## TASK TO CARRY OUT:
Pick out and copy every line in the listing that contains the string "positive". Matching is case-sensitive.

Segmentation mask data
+++

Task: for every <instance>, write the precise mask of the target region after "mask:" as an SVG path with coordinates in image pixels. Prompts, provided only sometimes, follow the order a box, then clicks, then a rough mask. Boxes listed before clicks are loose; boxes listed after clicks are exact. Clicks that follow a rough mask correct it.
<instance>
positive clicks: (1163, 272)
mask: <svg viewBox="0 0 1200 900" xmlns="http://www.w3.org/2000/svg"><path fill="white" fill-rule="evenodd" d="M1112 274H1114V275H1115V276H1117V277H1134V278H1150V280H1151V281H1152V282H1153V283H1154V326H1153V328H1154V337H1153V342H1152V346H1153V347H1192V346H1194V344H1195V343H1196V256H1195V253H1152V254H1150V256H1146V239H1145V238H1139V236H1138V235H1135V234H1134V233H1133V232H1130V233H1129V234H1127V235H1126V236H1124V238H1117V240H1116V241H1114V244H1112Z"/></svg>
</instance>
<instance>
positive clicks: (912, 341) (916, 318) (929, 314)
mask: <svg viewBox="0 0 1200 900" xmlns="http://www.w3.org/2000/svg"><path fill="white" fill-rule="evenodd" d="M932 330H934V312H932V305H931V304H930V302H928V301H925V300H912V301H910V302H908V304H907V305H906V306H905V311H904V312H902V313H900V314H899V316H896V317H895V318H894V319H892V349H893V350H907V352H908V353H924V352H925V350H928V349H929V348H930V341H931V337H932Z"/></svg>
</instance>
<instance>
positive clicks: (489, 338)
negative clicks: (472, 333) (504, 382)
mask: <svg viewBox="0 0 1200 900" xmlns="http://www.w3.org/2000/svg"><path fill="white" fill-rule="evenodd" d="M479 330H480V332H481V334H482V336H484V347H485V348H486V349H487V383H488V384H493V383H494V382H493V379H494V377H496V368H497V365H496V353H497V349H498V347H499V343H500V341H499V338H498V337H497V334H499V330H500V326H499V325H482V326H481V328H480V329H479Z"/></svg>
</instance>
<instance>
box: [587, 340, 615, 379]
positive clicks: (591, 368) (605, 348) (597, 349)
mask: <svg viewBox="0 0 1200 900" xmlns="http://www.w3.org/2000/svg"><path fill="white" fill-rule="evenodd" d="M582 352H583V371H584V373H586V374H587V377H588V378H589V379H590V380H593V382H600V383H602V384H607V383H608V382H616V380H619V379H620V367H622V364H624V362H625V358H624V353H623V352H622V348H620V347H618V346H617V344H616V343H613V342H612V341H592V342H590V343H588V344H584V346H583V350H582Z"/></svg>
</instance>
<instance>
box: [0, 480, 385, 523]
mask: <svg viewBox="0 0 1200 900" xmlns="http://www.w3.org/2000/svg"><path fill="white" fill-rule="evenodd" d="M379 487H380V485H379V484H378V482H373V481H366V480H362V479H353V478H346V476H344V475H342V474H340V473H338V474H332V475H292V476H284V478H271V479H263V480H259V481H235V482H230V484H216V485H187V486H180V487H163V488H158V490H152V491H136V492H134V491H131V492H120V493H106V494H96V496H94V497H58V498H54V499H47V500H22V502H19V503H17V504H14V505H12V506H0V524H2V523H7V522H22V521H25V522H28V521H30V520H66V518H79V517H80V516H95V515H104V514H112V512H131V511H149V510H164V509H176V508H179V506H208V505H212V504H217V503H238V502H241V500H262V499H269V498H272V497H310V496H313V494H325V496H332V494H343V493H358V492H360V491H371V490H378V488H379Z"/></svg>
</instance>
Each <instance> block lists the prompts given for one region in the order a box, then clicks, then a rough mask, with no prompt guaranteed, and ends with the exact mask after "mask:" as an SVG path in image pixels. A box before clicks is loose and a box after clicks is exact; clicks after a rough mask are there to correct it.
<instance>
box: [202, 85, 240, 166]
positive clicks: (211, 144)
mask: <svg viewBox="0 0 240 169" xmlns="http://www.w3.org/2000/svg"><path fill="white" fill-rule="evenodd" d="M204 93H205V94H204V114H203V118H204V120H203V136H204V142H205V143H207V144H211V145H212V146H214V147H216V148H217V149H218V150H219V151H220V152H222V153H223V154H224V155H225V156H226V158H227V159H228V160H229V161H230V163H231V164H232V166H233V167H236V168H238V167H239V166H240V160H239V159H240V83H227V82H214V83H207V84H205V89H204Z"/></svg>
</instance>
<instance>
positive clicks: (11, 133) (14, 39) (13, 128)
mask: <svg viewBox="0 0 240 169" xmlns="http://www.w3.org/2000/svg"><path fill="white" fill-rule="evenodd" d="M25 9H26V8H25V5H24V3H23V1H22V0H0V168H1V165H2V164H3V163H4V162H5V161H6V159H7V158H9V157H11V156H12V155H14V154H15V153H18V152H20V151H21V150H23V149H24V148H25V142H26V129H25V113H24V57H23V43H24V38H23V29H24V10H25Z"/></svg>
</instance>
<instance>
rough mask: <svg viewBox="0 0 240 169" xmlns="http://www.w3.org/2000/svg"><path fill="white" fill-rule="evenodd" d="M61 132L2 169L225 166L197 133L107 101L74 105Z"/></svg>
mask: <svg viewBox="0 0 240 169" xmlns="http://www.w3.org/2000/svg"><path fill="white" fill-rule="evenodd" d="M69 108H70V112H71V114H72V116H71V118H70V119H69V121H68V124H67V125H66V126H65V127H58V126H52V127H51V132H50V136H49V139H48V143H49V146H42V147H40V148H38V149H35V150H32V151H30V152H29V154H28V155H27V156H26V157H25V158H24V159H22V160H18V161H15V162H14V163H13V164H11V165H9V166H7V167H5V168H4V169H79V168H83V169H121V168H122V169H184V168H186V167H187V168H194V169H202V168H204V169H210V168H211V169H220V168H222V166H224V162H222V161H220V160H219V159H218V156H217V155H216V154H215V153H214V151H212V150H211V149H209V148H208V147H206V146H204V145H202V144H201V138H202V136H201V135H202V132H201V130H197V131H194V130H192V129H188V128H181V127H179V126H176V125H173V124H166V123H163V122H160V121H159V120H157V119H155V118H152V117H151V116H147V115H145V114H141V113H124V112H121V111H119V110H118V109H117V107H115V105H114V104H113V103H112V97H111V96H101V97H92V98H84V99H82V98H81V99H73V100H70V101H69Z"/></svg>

+++

## REPLY:
positive clicks: (1163, 272)
positive clicks: (912, 341) (916, 318) (929, 314)
positive clicks: (489, 338)
positive clicks: (591, 368) (605, 348) (597, 349)
positive clicks: (211, 144)
positive clicks: (11, 133) (14, 39) (13, 128)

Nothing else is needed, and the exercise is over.